__抜粋本文__.
◇ ◇ ◇ ◇ ◇ ◇ ◇
ヘルシンキのレコードショップおすすめ探訪記|Levykauppa Äxで出会いと後悔

ヘルシンキのレコードショップで、音楽の旅は続く

夏の光が優しく降り注ぐヘルシンキ。石畳の通りを歩けば、デザインと自然が溶け合うこの街の空気が、肌を心地よく撫でていく。先日訪れたヘルシンキセカンドハンドOYで、レニー・クラヴィッツのレアなヨーロッパ盤とスター・ウォーズのコレクターズレコードという、予期せぬ宝物を手に入れた僕の心は、すっかり「探求モード」に切り替わっていた。デジタルマーケティングの世界で日々ロジックとデータを追いかける僕にとって、旅先でのこうした偶発的な出会いは、脳の普段使わない領域を刺激する、得がたい体験だ。

次なる目的地は、もう決まっていた。アナログな温もりと、未知のサウンドが眠る場所——レコードショップだ。ヘルシンキ中央図書館(Oodi)への訪問も計画していたため、その近辺に位置する2つの店に狙いを定めた。「Levykauppa Äx」と、その系列店である「Levykauppa Keltainen Jäänsärkijä」。Googleマップ上で見た、ただならぬ雰囲気を放つその店構えは、僕の好奇心を強く惹きつけていた。果たして、そこにはどんな物語が待っているのだろうか。期待と少しの緊張を胸に、僕は再びヘルシンキの街へと足を踏み出した。

最初のおすすめヘルシンキ レコードショップ:Levykauppa Äxのクールな洗礼

まず向かったのは、Levykauppa Äx。レンガ造りの建物の角に、その店はあった。緑と白のストライプの日よけ、そして黄色く光るレトロなネオンサイン。まるでインディペンデント映画のワンシーンを切り取ったかのような、完璧な佇まいだ。事前のリサーチでその外観は知っていたが、実際に目の前にすると、その独特のオーラに息を呑む。

晴れた日、レンガ造りの建物の前にあるレコード店「Levykauppa Äx」の店先。緑と白のストライプの日よけの下に大きな窓があり、黄色いネオンサインが店名を示している。
ヘルシンキの街角で見つけたレコード店「Levykauppa Äx」

放射能マーク?Levykauppa Äxの謎めいたドアと店内の第一印象

店のガラスドアには、黄色と黒のステッカーが貼られている。一見すると放射能標識のようにも見える、インパクトのあるロゴだ。これは換気扇を模したものだろうか。いずれにせよ、「ここには何か強烈なものがある」と、そのデザインは雄弁に語りかけてくる。これから浴びるであろう音楽のシャワーの強さを予告しているようで、期待に胸が膨らんだ。

レンガ造りの建物の入り口にあるレコード店「Levykauppa Äx」のガラスドア。ドアには放射能標識を模した黄色と黒のロゴステッカーが貼られている。
フィンランドのレコード店「Levykauppa Äx」のクールなエントランス

重厚なドアを開けて中へ一歩足を踏み入れると、ひんやりとした空気と共に、古紙とインクの匂いが鼻をくすぐる。入ってすぐ左手には新品CDのコーナーが、そして中央と向かいには中古CDの棚がずらりと並んでいた。整然と、しかし圧倒的な物量で迫ってくるCDの群れ。デジタルデータでは決して味わえない、物理的な存在感。これこそが、僕が求めていた光景だ。
◇ ◇ ◇ ◇ ◇ ◇ ◇
(一連の記録)

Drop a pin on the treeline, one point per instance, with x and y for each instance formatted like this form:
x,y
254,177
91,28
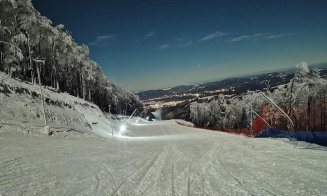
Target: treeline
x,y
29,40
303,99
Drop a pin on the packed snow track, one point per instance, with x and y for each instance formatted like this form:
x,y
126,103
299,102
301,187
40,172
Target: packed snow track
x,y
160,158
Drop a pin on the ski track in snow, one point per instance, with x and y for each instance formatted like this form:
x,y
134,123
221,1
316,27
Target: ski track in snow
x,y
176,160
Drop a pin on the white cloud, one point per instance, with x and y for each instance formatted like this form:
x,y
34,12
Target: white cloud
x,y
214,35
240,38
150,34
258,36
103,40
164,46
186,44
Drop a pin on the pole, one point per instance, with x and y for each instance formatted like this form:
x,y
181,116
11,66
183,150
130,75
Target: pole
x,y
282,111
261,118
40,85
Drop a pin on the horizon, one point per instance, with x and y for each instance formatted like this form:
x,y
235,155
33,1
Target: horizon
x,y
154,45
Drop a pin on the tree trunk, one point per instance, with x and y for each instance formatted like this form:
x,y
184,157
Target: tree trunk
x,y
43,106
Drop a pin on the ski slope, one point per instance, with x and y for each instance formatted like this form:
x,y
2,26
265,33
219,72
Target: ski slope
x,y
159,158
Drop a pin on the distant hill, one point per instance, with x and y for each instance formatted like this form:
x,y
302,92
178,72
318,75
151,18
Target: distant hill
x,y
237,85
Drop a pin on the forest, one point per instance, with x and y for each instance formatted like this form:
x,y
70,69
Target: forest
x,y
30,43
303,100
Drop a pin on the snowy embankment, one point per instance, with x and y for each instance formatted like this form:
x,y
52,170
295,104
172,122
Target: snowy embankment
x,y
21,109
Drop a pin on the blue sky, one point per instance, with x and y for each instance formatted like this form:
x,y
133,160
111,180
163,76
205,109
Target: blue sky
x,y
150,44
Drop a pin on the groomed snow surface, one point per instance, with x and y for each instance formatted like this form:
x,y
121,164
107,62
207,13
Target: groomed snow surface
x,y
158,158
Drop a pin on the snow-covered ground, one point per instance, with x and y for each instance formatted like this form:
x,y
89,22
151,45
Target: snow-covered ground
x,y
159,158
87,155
◇ ◇ ◇ ◇ ◇ ◇ ◇
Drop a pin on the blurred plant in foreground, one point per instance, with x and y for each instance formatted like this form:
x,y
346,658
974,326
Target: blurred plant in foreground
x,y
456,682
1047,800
◇ ◇ ◇ ◇ ◇ ◇ ◇
__課題 1__. レコードショップ探訪記の本文から、「夏の光が優しく降り注ぐヘルシ」で始まり「ヘルシンキの街角で見つけたレコード店「Levykauppa Äx」」まで続く部分を一字一句違えずに書き写しなさい。
__課題 2__. レコードショップ探訪記によると、Levykauppa Äxの日よけは何色のストライプか。
__課題 3__. レコードショップ探訪記の本文を、最後の文の後から書き継ぎなさい。

__記述回答 1__.
夏の光が優しく降り注ぐヘルシンキ。石畳の通りを歩けば、デザインと自然が溶け合うこの街の空気が、肌を心地よく撫でていく。先日訪れたヘルシンキセカンドハンドOYで、レニー・クラヴィッツのレアなヨーロッパ盤とスター・ウォーズのコレクターズレコードという、予期せぬ宝物を手に入れた僕の心は、すっかり「探求モード」に切り替わっていた。デジタルマーケティングの世界で日々ロジックとデータを追いかける僕にとって、旅先でのこうした偶発的な出会いは、脳の普段使わない領域を刺激する、得がたい体験だ。

次なる目的地は、もう決まっていた。アナログな温もりと、未知のサウンドが眠る場所——レコードショップだ。ヘルシンキ中央図書館(Oodi)への訪問も計画していたため、その近辺に位置する2つの店に狙いを定めた。「Levykauppa Äx」と、その系列店である「Levykauppa Keltainen Jäänsärkijä」。Googleマップ上で見た、ただならぬ雰囲気を放つその店構えは、僕の好奇心を強く惹きつけていた。果たして、そこにはどんな物語が待っているのだろうか。期待と少しの緊張を胸に、僕は再びヘルシンキの街へと足を踏み出した。

最初のおすすめヘルシンキ レコードショップ:Levykauppa Äxのクールな洗礼

まず向かったのは、Levykauppa Äx。レンガ造りの建物の角に、その店はあった。緑と白のストライプの日よけ、そして黄色く光るレトロなネオンサイン。まるでインディペンデント映画のワンシーンを切り取ったかのような、完璧な佇まいだ。事前のリサーチでその外観は知っていたが、実際に目の前にすると、その独特のオーラに息を呑む。

晴れた日、レンガ造りの建物の前にあるレコード店「Levykauppa Äx」の店先。緑と白のストライプの日よけの下に大きな窓があり、黄色いネオンサインが店名を示している。
ヘルシンキの街角で見つけたレコード店「Levykauppa Äx」

__記述回答 2__. 緑と白のストライプである。

__記述回答 3__.
Daft Punkとの遭遇と、最初の後悔

中古CDの棚を丹念に見ていく。指先でジャケットを一枚一枚めくっていく作業は、まるで地層を掘り進む考古学者のようだ。そして、その中に見慣れたロゴを見つけた。Daft Punkの「Da Funk」のシングルCD。黒いジャケットに貼られた、鮮やかなオレンジ色のステッカー。90年代の空気をそのままパッケージしたようなその一枚は、強烈なノスタルジーを喚起する。

レコード店の棚に置かれたダフト・パンクのシングルCD「DA FUNK」。黒いジャケットにオレンジ色のステッカーが貼られている。
レコード店で見つけた宝物。ダフト・パンクの名曲「DA FUNK」。

手に取って、数秒間逡巡する。「まだレコードショップは回るから、一旦保留にしよう」。そう考えたのが、この日の最初の過ちだった。旅先での出会いは一期一会。この時の僕は、その普遍的な真理を軽視していたのだ。このシングルCDが、後々大きな後悔の種になることを、まだ知る由もなかった。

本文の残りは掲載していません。